Rescale the material between the lines holding "If you could indicate the shoreline" and "point(223, 240)", inclusive: write all of those lines out again, multiplying each coordinate in the answer points by 0.35 and rounding to whole numbers with halves rounded up. Leave every other number as it stands.

Point annotation records
________________________________________
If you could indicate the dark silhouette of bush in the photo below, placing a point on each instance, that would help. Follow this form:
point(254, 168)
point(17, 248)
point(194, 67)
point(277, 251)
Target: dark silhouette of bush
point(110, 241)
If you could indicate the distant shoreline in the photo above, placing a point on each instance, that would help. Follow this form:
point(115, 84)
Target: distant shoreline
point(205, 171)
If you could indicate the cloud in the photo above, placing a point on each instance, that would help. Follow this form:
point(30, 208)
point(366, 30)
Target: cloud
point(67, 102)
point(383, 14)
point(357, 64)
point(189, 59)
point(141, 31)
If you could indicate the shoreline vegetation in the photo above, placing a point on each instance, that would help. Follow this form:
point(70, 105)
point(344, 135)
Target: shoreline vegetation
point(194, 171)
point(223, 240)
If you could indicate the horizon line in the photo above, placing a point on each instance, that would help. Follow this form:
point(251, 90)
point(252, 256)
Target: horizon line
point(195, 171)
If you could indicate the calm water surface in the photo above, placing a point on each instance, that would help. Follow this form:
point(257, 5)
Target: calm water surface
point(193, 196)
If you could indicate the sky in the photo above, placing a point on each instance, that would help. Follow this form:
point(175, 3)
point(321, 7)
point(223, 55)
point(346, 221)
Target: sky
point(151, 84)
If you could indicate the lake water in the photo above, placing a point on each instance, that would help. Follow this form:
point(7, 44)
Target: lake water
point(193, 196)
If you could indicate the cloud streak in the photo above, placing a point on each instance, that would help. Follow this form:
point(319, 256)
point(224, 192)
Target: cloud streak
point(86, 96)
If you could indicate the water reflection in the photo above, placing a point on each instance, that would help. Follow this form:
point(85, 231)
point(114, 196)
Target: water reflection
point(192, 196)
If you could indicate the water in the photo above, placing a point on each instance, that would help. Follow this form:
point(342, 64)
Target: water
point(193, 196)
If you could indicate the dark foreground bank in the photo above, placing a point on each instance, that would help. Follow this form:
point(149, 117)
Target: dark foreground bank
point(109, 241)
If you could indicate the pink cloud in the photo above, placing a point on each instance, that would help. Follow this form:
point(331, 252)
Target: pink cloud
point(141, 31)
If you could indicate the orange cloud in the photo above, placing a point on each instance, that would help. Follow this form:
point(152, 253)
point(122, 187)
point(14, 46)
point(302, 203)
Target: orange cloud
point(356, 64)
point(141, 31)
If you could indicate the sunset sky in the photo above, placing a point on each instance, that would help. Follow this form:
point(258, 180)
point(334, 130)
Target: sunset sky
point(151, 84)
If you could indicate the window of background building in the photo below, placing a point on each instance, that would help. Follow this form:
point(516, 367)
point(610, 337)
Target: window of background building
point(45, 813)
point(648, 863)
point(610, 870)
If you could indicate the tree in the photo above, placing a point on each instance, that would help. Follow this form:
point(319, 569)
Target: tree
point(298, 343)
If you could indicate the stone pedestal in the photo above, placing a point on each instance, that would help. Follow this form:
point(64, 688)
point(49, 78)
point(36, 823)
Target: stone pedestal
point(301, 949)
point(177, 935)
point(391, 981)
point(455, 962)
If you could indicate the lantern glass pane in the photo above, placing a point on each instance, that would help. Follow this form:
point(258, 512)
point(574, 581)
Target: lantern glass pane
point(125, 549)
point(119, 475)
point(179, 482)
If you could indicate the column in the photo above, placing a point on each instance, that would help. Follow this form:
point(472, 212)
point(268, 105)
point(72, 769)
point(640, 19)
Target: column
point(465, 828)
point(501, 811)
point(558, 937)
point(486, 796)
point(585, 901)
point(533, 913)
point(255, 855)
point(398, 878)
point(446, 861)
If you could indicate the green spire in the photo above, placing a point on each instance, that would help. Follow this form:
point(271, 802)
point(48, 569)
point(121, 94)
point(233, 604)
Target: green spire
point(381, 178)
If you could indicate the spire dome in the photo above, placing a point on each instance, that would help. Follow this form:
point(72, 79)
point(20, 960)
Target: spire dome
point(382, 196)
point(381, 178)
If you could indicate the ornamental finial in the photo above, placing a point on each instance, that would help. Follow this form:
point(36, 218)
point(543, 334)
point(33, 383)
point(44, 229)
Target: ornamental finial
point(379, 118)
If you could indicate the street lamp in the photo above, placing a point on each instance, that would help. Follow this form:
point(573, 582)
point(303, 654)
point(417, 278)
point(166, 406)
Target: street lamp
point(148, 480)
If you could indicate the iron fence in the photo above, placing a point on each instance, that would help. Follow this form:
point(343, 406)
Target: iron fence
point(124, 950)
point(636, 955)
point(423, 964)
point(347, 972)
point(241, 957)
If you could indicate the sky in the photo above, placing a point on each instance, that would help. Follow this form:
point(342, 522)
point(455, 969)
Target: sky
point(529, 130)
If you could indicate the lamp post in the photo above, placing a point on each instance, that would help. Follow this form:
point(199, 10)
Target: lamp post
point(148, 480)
________________________________________
## Result of the task
If you could indicate the shoreline vegetation in the photo above, placing a point on each instance, that would help. Follow this form:
point(70, 105)
point(344, 135)
Target: shoreline vegetation
point(68, 60)
point(78, 84)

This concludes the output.